SELECTED TEXT:
● ● ● ●
# Trap Guards.



## Gargalaxy (Aug 14, 2013)

Any comments or reviews?


----------



## ironandfire (Oct 9, 2008)

We can finally do away with those pesky P-traps.


----------



## Pacificpipes (Oct 1, 2013)

I asked my inspector in Sacramento about his thoughts. He said hell no.


----------



## BC73RS (Jan 25, 2014)

Perfect for those failed trap primers. I guess that could help the trap from evaporation too? A video...


----------



## Plumberman (Jul 7, 2008)

I've installed several.

Like someone posted they work well with a failed trap primer. Most of the time, not always, but most a customer didn't want to pay for us to come out and bust the floor due to a leaking primer line. We would cap if off at the wall and drop one in.

They aren't meant to replace the p trap, although I have heard of some "plumbers" here doing it, and failing the rough right off the bat.

They are rather pricey for a piece of rubber but serve their purpose when they are needed.


----------



## Rando (Dec 31, 2012)

I've seen them stick shut, then if there's a small trickle draining into them like an ice machine or a condensate drain you have a mess.


----------



## dhal22 (Jul 30, 2010)

I helped out a company a few years ago plumbing a few commercial buildings. I had a slab plumbed perfectly and inspected awaiting a pour. The plumbing company I was helping misread the plans, panicked and moved a 3" pipe out of the wall, before the pour and into the floor area, thinking is was a floor drain pipe. They boxed out the slab and everything. I left it as a floor drain and used one of the above items to eliminate the need to bust the concrete and add a trap (and a trap primer). We had an 11 month walkthrough and it was still performing fine.


----------



## Flyout95 (Apr 13, 2012)

dhal22 said:


> I helped out a company a few years ago plumbing a few commercial buildings. I had a slab plumbed perfectly and inspected awaiting a pour. The plumbing company I was helping misread the plans, panicked and moved a 3" pipe out of the wall, before the pour and into the floor area, thinking is was a floor drain pipe. They boxed out the slab and everything. I left it as a floor drain and used one of the above items to eliminate the need to bust the concrete and add a trap (and a trap primer). We had an 11 month walkthrough and it was still performing fine.


Eeek. Why not just fix it right? I'm not saying it doesn't work, but it's obviously not right... You know?


----------



## SewerRatz (Apr 25, 2009)
● ● ● ●
ENTRIES SUPPLIED:
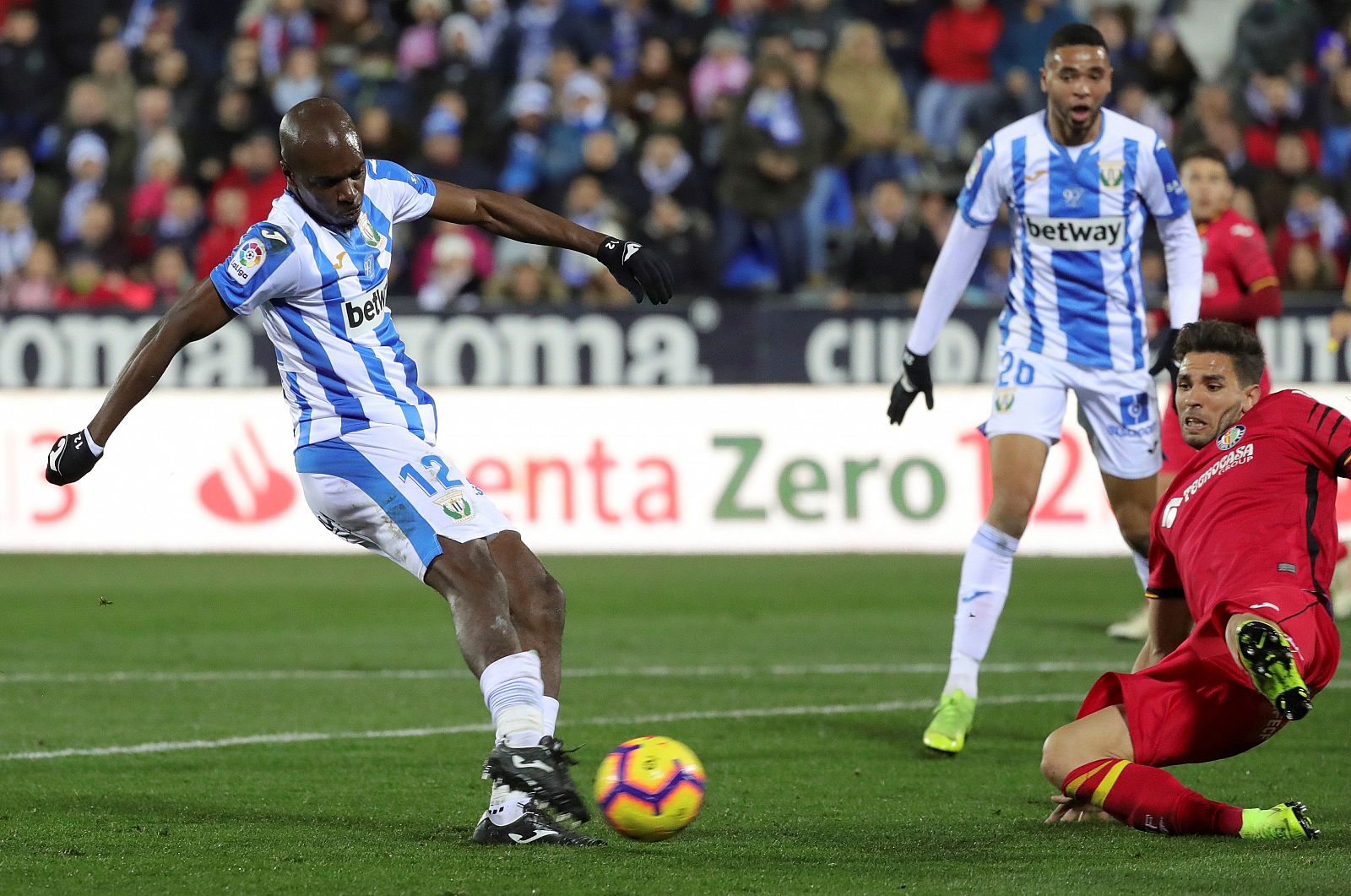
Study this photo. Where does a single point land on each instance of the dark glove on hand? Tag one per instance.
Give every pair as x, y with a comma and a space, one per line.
638, 269
1165, 360
69, 459
915, 378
● ● ● ●
TASK REQUIREMENTS:
**A.** Rewrite the passage of the trap guards thread from "I asked my inspector" to "too? A video...", replacing "Sacramento" with "Fresno".
**B.** Continue the forum thread on trap guards from the point where it stops.
The records are separate material and have no connection to the thread on trap guards.

ANSWERS:
**A.**
I asked my inspector in Fresno about his thoughts. He said hell no.


----------



## BC73RS (Jan 25, 2014)

Perfect for those failed trap primers. I guess that could help the trap from evaporation too? A video...

**B.**
I just came across one of those. The property was complaining about a foul odor. I unscrewed the floor drain cover and to my surprise was one of these stuck in the drain. It was foul, had mold and slime all on the inside. When they mop the floors here they flood the bathroom and squeegee it all to the drain. So these things act like a collection point for some of the nastiest, smelliest crap.


----------



## plumbing ninja (Jan 15, 2012)

How will the SEAL team swim up the sewer n rescue the hostages?


----------



## Gargalaxy (Aug 14, 2013)

Got called for an small leak in a restroom (sink p trap). Also they asked me to check a sewer smell and this is what I found.....



















Now I got the answer to my question and confirmed what I was told from some others plumbers..... love this things, chipping hammer time and trap primer valve on the way :yes:
P.S. I purchased one of this thing to try on an emergency, looks like I'll be stock with it, no way in the world I'll use it.


----------



## justme (Jul 4, 2012)

how long has it been in there?


----------



## Gargalaxy (Aug 14, 2013)

No idea but isn't in there anymore. This is about 4 years old building so maybe from the beginning.


----------



## Redwood (Sep 8, 2008)

Oh Cool...

Now that we don't need traps we can skip using vents too...
We'll just start plumbing like they do in Shanghi...
Open sewers in the street gutters here we come...


----------



## chonkie (Jul 31, 2014)

It kinda looks like a critter chewed on it.


----------



## Tommy plumber (Feb 19, 2010)

An after-market product so the handyman can shove it down the floor drain to keep the sewer gas at bay. That way the building managment doesn't have to be over-charged by some droopy-pants, greedy plumber who insists that the trap primer needs to be repaired.


----------



## pianoplumber (Apr 19, 2014)

Reminds me of a waterless urinal


----------



## BC73RS (Jan 25, 2014)

Gargalaxy said:


> Got called for an small leak in a restroom (sink p trap). Also they asked me to check a sewer smell and this is what I found...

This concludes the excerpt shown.